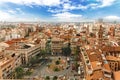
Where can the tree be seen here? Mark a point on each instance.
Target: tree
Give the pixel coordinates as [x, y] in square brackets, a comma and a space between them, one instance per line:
[47, 78]
[33, 60]
[55, 78]
[19, 72]
[66, 50]
[57, 62]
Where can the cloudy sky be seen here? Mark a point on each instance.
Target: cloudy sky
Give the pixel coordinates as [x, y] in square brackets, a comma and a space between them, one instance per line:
[59, 10]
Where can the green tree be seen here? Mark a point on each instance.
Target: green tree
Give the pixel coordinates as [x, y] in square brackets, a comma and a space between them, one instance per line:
[55, 78]
[66, 50]
[57, 62]
[47, 78]
[19, 72]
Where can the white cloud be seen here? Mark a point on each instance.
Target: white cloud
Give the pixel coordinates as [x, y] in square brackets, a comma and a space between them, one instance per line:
[111, 18]
[35, 2]
[67, 16]
[7, 16]
[107, 3]
[104, 3]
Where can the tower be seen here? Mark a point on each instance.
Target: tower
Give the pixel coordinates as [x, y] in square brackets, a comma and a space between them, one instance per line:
[100, 36]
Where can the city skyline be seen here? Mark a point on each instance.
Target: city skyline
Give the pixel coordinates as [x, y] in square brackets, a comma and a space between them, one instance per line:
[59, 10]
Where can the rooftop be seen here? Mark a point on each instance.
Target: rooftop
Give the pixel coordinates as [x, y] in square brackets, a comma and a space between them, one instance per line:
[116, 75]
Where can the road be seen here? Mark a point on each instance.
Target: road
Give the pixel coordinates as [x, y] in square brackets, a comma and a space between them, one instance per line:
[42, 71]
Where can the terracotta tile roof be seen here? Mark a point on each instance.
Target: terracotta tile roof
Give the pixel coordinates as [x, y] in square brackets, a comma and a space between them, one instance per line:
[112, 58]
[116, 75]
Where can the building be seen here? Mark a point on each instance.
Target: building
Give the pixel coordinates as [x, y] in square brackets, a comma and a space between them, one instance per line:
[114, 63]
[95, 64]
[6, 66]
[24, 49]
[56, 45]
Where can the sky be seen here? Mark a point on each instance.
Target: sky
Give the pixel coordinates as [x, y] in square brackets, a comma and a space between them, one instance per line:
[59, 10]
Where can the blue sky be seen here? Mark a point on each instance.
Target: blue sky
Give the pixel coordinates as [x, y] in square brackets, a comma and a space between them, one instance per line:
[59, 10]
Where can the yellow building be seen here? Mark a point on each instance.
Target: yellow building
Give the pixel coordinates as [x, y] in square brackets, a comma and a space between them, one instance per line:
[6, 66]
[56, 45]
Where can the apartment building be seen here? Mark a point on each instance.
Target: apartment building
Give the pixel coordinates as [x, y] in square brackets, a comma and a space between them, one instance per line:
[56, 45]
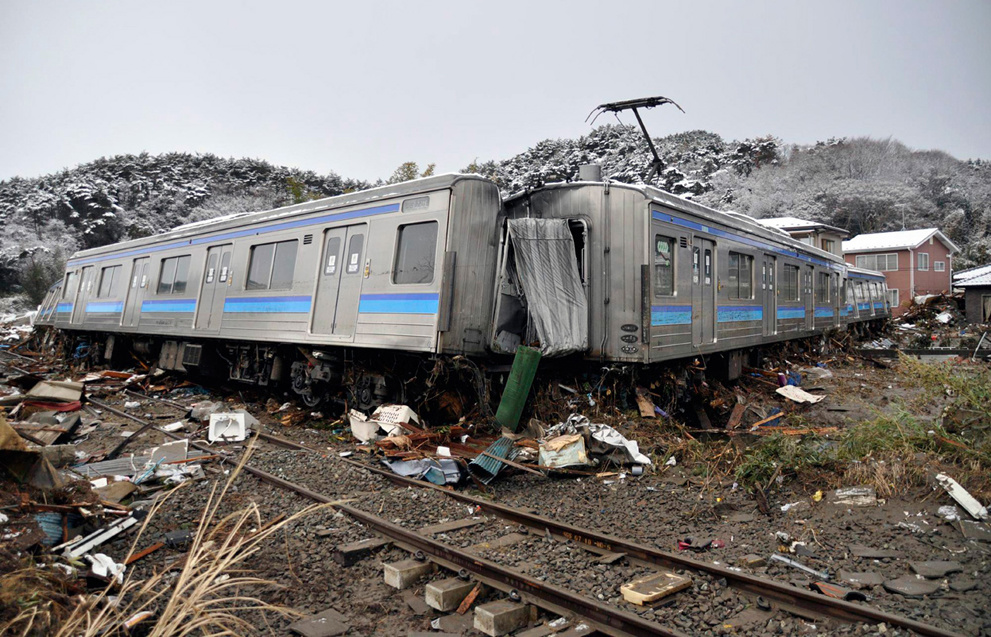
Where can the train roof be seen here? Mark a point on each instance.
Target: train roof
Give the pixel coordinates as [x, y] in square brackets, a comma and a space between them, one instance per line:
[239, 220]
[732, 219]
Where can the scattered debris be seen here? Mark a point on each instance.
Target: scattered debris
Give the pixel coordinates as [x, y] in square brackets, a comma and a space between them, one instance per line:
[963, 498]
[386, 420]
[823, 575]
[798, 395]
[855, 496]
[911, 586]
[228, 427]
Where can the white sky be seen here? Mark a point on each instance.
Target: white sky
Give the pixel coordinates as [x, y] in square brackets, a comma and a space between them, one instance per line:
[358, 88]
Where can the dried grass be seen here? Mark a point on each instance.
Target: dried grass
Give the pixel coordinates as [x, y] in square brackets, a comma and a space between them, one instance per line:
[213, 593]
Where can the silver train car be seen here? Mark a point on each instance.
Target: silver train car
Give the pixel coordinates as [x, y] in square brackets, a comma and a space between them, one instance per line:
[432, 267]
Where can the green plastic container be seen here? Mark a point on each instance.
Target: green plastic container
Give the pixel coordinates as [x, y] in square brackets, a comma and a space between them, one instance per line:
[517, 387]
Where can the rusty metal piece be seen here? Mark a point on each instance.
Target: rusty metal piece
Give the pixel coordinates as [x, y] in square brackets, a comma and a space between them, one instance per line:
[469, 599]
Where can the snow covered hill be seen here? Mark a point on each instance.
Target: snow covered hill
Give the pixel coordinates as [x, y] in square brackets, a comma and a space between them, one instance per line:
[864, 185]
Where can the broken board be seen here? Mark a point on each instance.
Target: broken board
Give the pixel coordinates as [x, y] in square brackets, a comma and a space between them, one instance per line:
[654, 587]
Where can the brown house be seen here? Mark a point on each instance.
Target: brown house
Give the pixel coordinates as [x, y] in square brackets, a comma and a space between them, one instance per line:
[914, 262]
[817, 235]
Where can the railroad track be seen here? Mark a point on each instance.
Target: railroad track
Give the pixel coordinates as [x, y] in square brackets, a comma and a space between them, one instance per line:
[605, 617]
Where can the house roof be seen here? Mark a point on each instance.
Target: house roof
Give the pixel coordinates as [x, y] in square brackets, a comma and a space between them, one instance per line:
[794, 223]
[970, 273]
[983, 279]
[901, 240]
[981, 275]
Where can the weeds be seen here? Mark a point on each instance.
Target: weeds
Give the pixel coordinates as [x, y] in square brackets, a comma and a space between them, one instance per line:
[781, 455]
[967, 385]
[210, 594]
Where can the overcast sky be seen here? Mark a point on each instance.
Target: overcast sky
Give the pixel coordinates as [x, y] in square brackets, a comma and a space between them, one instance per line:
[358, 88]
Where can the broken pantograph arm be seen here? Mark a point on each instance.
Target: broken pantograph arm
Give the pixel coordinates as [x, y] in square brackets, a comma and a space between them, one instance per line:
[633, 105]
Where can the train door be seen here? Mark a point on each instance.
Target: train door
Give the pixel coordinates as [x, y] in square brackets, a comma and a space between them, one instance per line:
[213, 292]
[769, 287]
[703, 292]
[837, 301]
[335, 310]
[135, 292]
[82, 295]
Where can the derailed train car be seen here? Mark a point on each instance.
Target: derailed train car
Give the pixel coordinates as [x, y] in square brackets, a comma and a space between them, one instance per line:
[442, 266]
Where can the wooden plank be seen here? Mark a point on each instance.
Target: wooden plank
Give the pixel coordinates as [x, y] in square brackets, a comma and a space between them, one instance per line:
[453, 525]
[644, 404]
[736, 415]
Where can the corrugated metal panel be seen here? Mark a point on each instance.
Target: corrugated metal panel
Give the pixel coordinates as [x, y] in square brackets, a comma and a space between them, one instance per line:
[485, 468]
[129, 466]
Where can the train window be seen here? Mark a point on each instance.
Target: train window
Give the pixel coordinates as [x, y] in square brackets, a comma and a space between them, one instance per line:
[416, 204]
[416, 247]
[285, 265]
[108, 280]
[354, 253]
[822, 287]
[859, 291]
[70, 283]
[789, 283]
[175, 271]
[332, 254]
[663, 265]
[260, 269]
[211, 268]
[741, 276]
[181, 275]
[167, 276]
[272, 266]
[225, 266]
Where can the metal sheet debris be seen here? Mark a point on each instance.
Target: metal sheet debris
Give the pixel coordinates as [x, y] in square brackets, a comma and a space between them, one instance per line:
[228, 427]
[963, 497]
[798, 395]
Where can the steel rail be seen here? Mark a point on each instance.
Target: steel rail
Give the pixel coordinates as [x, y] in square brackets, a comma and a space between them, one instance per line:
[608, 619]
[782, 593]
[785, 594]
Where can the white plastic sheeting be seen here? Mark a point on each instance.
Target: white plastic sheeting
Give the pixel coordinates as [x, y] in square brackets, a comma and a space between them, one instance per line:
[548, 271]
[601, 440]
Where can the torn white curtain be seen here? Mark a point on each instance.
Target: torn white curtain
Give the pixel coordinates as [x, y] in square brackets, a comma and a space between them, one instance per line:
[548, 271]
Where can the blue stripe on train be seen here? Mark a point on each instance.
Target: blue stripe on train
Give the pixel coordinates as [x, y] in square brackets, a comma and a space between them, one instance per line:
[286, 225]
[733, 313]
[169, 305]
[268, 304]
[785, 312]
[694, 225]
[105, 307]
[670, 314]
[411, 303]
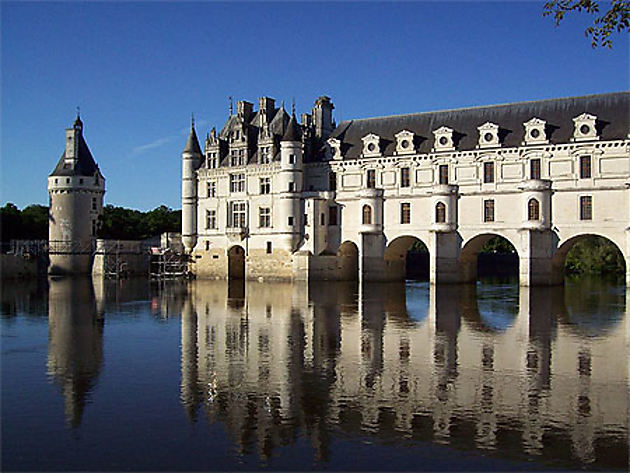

----------

* [Doel] Op welke regels van het materiaal hierboven staat het woord "plastic"? Zoek ze op en schrijf elk van die regels volledig over, waarbij hoofdletters en kleine letters verschil maken.

* [Uitkomst]
Where can the green plastic container be seen here? Mark a point on each instance.
Target: green plastic container
Where can the white plastic sheeting be seen here? Mark a point on each instance.
Target: white plastic sheeting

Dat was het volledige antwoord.